### GOAL OF THE EXERCISE
I'd like the entries that follow repeated exactly, with the pictures left out.
======== AVAILABLE RECORDS
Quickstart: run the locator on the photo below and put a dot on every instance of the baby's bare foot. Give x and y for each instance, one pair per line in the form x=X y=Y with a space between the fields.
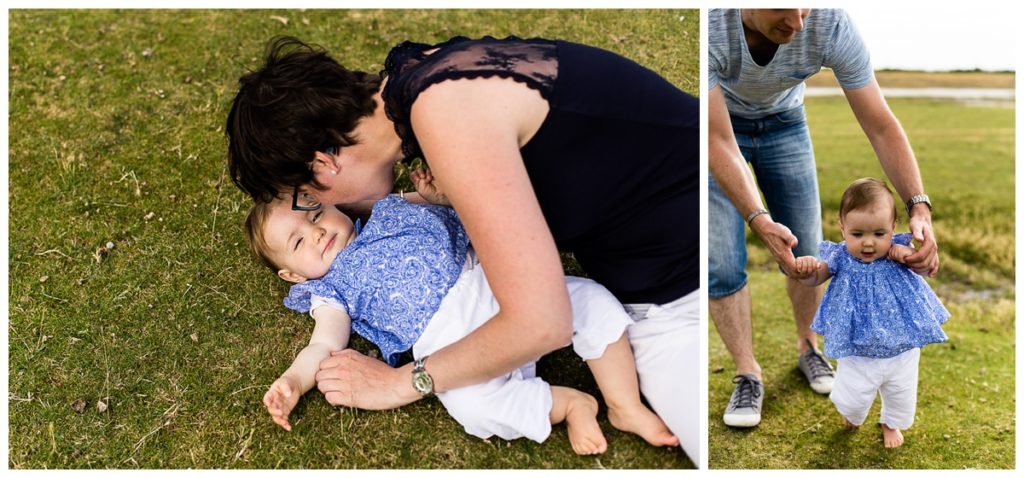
x=639 y=420
x=581 y=420
x=892 y=437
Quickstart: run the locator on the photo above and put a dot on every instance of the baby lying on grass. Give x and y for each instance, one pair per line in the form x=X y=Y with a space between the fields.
x=410 y=279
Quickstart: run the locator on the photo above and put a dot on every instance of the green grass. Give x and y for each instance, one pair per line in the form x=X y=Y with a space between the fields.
x=116 y=135
x=966 y=396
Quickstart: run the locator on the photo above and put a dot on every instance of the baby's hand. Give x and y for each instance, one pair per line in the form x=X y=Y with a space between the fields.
x=280 y=400
x=427 y=187
x=898 y=253
x=807 y=266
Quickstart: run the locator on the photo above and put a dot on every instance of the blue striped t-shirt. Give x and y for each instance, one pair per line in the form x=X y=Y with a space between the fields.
x=829 y=39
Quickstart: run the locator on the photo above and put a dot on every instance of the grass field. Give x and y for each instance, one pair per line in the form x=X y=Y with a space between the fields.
x=966 y=398
x=910 y=79
x=141 y=333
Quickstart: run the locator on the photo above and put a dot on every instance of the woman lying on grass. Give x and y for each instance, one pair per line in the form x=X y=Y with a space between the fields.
x=410 y=279
x=541 y=145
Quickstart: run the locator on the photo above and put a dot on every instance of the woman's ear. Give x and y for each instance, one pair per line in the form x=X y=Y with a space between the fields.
x=291 y=276
x=325 y=162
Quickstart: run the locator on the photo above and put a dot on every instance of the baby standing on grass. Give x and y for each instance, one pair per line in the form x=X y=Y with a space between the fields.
x=876 y=314
x=410 y=279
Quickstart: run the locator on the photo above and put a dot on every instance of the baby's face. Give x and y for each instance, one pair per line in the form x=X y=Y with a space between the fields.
x=868 y=233
x=305 y=243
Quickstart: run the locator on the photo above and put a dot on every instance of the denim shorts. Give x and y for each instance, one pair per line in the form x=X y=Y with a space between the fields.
x=778 y=148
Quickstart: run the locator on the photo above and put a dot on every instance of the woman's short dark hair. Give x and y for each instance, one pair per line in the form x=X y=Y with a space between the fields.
x=299 y=102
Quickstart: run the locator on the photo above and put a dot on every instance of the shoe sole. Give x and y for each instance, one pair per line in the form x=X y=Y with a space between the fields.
x=823 y=389
x=741 y=421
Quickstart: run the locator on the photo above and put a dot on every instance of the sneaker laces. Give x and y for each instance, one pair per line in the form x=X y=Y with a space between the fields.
x=747 y=390
x=816 y=362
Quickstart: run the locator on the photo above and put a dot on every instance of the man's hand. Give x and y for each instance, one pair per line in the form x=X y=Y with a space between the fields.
x=427 y=187
x=899 y=253
x=348 y=378
x=779 y=241
x=280 y=400
x=926 y=260
x=808 y=266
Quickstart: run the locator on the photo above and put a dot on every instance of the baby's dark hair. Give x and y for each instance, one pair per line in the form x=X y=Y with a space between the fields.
x=300 y=101
x=864 y=193
x=254 y=226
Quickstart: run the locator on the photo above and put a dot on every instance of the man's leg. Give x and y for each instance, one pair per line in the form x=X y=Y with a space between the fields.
x=805 y=302
x=785 y=172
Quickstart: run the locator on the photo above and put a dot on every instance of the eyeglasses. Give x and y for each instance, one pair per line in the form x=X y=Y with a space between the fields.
x=302 y=201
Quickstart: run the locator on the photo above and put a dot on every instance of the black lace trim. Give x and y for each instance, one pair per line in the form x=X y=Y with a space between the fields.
x=410 y=72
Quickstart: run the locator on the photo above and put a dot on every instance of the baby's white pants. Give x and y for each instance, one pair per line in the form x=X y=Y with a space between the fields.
x=518 y=403
x=859 y=379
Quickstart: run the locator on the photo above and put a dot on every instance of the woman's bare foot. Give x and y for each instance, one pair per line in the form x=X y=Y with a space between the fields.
x=581 y=420
x=892 y=437
x=639 y=420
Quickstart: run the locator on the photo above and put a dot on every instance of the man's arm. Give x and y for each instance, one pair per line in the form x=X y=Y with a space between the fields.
x=727 y=165
x=897 y=160
x=330 y=334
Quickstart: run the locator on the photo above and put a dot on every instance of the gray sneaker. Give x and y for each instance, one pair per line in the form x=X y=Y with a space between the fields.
x=744 y=404
x=817 y=370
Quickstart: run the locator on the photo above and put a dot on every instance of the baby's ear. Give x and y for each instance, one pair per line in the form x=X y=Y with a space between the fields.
x=291 y=276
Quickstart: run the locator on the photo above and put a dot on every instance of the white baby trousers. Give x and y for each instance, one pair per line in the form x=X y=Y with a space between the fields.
x=518 y=403
x=859 y=379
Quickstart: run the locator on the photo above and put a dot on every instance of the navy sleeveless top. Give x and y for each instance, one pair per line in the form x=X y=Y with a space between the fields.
x=614 y=165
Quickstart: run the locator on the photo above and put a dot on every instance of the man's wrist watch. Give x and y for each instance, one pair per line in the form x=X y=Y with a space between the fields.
x=916 y=199
x=421 y=380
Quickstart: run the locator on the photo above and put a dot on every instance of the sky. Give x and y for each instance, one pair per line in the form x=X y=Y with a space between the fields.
x=938 y=38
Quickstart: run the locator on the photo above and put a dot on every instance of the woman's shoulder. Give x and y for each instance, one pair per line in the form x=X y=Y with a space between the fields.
x=413 y=68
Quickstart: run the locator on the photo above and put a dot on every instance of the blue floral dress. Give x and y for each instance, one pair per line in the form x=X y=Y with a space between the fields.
x=392 y=277
x=877 y=309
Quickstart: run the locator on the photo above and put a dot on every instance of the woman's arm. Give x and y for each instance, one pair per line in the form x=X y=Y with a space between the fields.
x=330 y=334
x=471 y=131
x=896 y=157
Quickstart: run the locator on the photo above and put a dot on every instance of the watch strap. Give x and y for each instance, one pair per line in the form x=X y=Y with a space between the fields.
x=918 y=199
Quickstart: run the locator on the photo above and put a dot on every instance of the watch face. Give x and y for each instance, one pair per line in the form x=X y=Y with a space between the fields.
x=423 y=383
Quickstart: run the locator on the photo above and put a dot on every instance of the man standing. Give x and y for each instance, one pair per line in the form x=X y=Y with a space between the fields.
x=758 y=61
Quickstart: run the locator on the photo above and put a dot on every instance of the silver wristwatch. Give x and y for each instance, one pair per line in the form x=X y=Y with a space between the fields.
x=915 y=200
x=421 y=380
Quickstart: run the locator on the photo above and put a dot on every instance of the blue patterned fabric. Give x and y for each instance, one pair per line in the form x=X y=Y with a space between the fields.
x=391 y=279
x=878 y=309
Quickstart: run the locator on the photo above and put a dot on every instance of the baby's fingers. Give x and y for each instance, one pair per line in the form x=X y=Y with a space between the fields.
x=282 y=421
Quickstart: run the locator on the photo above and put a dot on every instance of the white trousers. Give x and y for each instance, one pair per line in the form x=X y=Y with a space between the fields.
x=666 y=341
x=858 y=380
x=518 y=403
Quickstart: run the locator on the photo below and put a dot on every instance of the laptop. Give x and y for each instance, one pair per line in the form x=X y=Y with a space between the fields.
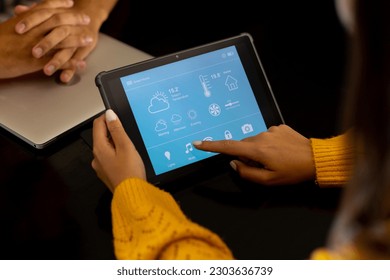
x=39 y=109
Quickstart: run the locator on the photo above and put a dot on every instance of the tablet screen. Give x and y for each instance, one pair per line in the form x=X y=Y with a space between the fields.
x=204 y=94
x=205 y=97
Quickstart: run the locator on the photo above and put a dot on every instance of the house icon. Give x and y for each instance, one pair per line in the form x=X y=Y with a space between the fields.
================
### EXERCISE RESULT
Quickstart: run the locator on the photo below and put a dot on every instance of the baby's bare foot. Give x and y for each instance, one pair per line in the form x=X y=Y with a space between the fields.
x=639 y=420
x=581 y=420
x=892 y=437
Quickstart: run the locator on the photo above and put a dot on every instance of the baby lying on grass. Give x and y for each instance, one pair per line in the form x=X y=Y with a space between the fields.
x=410 y=279
Quickstart: run the locator on the photo above and put a dot on every instance of the green grass. Give x and y for each instance, one pair per line in the form x=X y=Y with a space between the fields.
x=116 y=135
x=966 y=396
Quickstart: run the locator on the photo above and put a dot on every instance of the baby's hand. Give x and y for each instance, one pair per line in the form x=X y=Y with a space between the fields.
x=280 y=400
x=427 y=187
x=898 y=253
x=807 y=266
Quickstart: run the locator on the photo above and put a dot on every instance of the blue striped t-shirt. Give x and y for each instance, one pair per line in the form x=X y=Y with a space between the fields.
x=829 y=39
Quickstart: run the locator on the photo above and put a dot on every instance of the grass field. Give x and y for each instance, one pair per line in the form x=X y=Y with a space between the fields.
x=966 y=398
x=910 y=79
x=141 y=333
Quickstart: run the locator on the photo above and put a dot on every instance of the woman lying on grass. Give x and y for each instance, one pair per line in the form x=X y=Y with a space between the fields.
x=410 y=279
x=541 y=145
Quickstart: run the locator on the photo above and put a dot on every instance of the woman's ear. Give x and y for each instance, one pair per line in the form x=X y=Y with a space between the fields.
x=291 y=276
x=325 y=162
Quickstart: run the locator on the photo above and put a dot on every instance of the baby standing on grass. Give x and y for each instance, one pair per line in the form x=X y=Y with a space between the fields.
x=876 y=314
x=410 y=279
Quickstart: run the locator on the photo above and put a dot on every instance of the baby's face. Give x and y for each instance, one pair per line in the form x=X y=Y with a space between the fields.
x=868 y=233
x=305 y=243
Quickstart: run the locator on the photo above and put a dot on every instance of the denim shorts. Give x and y for each instance, one pair per line in the form x=X y=Y with a space between the fields.
x=778 y=148
Quickstart: run the locator on the photo above and put a dot on every instance of the woman's short dark hair. Give x and y for each instance, one pair per line in the form x=X y=Y with a space between the fields.
x=299 y=102
Quickstart: run the locator on the photo above and put a dot on every instance of the shoe sole. Give x and y for each instance, one pair per line in the form x=X y=Y with a space between the fields.
x=823 y=389
x=741 y=421
Quickstart: run the locator on the photo above and put a dot on every instance of the sneaker laces. Give x and y for each instance, one pair per line in the form x=X y=Y with a space between the fields.
x=747 y=390
x=816 y=362
Quickstart: run the locator on the photo above and put a dot on every instance of the man's hand. Give x and y for each instance, one pair per line in the form x=X y=Y with a space between the fields.
x=427 y=187
x=899 y=253
x=348 y=378
x=779 y=241
x=280 y=400
x=926 y=260
x=808 y=266
Quickstart: run the locator on the photo above and put a dot on every instance of the baby's dark hair. Give x and y for each instance, one pair per line in the form x=X y=Y with a space between the fields.
x=300 y=101
x=864 y=193
x=254 y=226
Quickstart: run the locator on the photo above and put a dot on every instance of the man's leg. Give x and y for each instance, one pair per line in the form x=X y=Y with a space between the fields.
x=805 y=302
x=785 y=172
Quickstart: run the locator on the photo above and put a dot on every instance of the eyeglasses. Give x and y for each instance, one pair per line in the form x=X y=Y with a space between the fields.
x=302 y=201
Quickstart: run the locator on the photo above and put a dot on every instance of the black lace trim. Give x and y for each instance, one pair per line in the form x=X y=Y with a space between the fields.
x=410 y=72
Quickstart: run the locator on the photo above and put a dot on every instance of the baby's white pants. Give x and y for each instance, one pair per line in the form x=X y=Y with a space between the fields.
x=518 y=403
x=859 y=379
Quickstart: run the locator on the photo above and put a dot on every instance of the woman's bare foot. Give x and y for each instance, one pair per line in the form x=X y=Y with a space between the fields.
x=581 y=420
x=892 y=437
x=639 y=420
Quickstart: run the locator on the photo above and put a dot on every instance of the man's arm. Give x and y for each instance, one pair per line in the form x=X y=Y with a space between the fields.
x=727 y=165
x=897 y=160
x=330 y=334
Quickstart: run the locator on the photo above and put a dot on every instance of the gray sneaker. Give x and y for each instance, one pair per line in the form x=X y=Y with a space between the fields.
x=744 y=404
x=817 y=370
Quickstart: run the locator on the photo above and put a dot on every instance of the baby's ear. Give x and y for each instance, one pair per line in the form x=X y=Y with a space between the fields.
x=291 y=276
Quickstart: run the locator on the photo above and put a dot on every instance of the white baby trousers. Give x and y for each instance, one pair per line in the form x=X y=Y with a space between the fields.
x=518 y=403
x=859 y=379
Quickstart: run the locator on the photo above and put a dot on every instance of the navy sleeveless top. Give x and y for each instance, one pair per line in the form x=X y=Y with a space between the fields.
x=614 y=165
Quickstart: run the locator on the photo above and put a dot on every instance of the man's wrist watch. Give x and y for each instance, one pair per line in the form x=X y=Y with a space between the fields.
x=916 y=199
x=421 y=380
Quickstart: run the locator on the photo above and put a dot on every instance of the sky. Give x and y for each instance, one pair per line in the form x=X y=Y with a space between the fields.
x=938 y=38
Quickstart: run the locator on the photo above and put a dot on every instance of the woman's shoulder. Give x and y for each instance, one pair per line in the form x=X y=Y with a space between the fields.
x=413 y=68
Quickstart: run the locator on the photo above and put a dot on every instance of the blue floral dress. Give x and y for each instance, one pair per line in the form x=X y=Y with a space between the fields.
x=392 y=277
x=877 y=309
Quickstart: run the locator on the photo above and put a dot on every instance of the woman's arm. Give x and y for each instance, one pair per line in the form x=X y=Y with a space between the fields.
x=330 y=334
x=471 y=131
x=896 y=157
Quickstart: run the locator on the photo above and put a dot on every instance of the watch strap. Give x and y for each instance, one pair per line in the form x=X y=Y with a space between the fields.
x=918 y=199
Quickstart: run the locator on the photo above and put a dot on every instance of the watch face. Give x and y for each instance, one pair per line in the form x=X y=Y with a space between the fields.
x=423 y=383
Quickstart: run the locator on the photo above and put a dot on every instance of the man standing. Give x and y for each instance, one pair per line in the form x=X y=Y with a space between the fields.
x=758 y=61
Quickstart: run the locator on the photo above and put a dot on every instance of the silver wristwatch. Give x and y for each instance, one pair per line in the form x=X y=Y with a space between the fields.
x=915 y=200
x=421 y=380
Quickstart: run the locator on the photo above and put a dot on every instance of the blue patterned fabric. Give x and y for each instance, one pair per line in the form x=X y=Y with a space between the fields.
x=391 y=279
x=878 y=309
Quickstart: run the locator on the photo above and put a dot on every instance of the baby's fingers. Give x and y for each instance, one pair per line in the form x=X y=Y with a space between the fields.
x=282 y=421
Quickstart: run the locator on the photo above and put a dot on every instance of the white trousers. Give x and y for each instance, one pair per line in the form x=X y=Y with a space between the fields.
x=666 y=341
x=858 y=380
x=518 y=403
Quickstart: run the locator on the photo below and put a dot on every instance of the laptop. Give x and y for each instance, one pair per line in the form x=X y=Y with a space between the fields.
x=39 y=109
Quickstart: run the locator on the photo above and put a dot on every instance of the tablet screen. Give x and y for each instance, one pair per line in the form x=X y=Y with a space between the fields.
x=204 y=94
x=205 y=97
Quickstart: run the locator on the photo above and put a dot on every instance of the house icon. Give x and y for each instance, one pair per line in the form x=X y=Y with a space between the fields.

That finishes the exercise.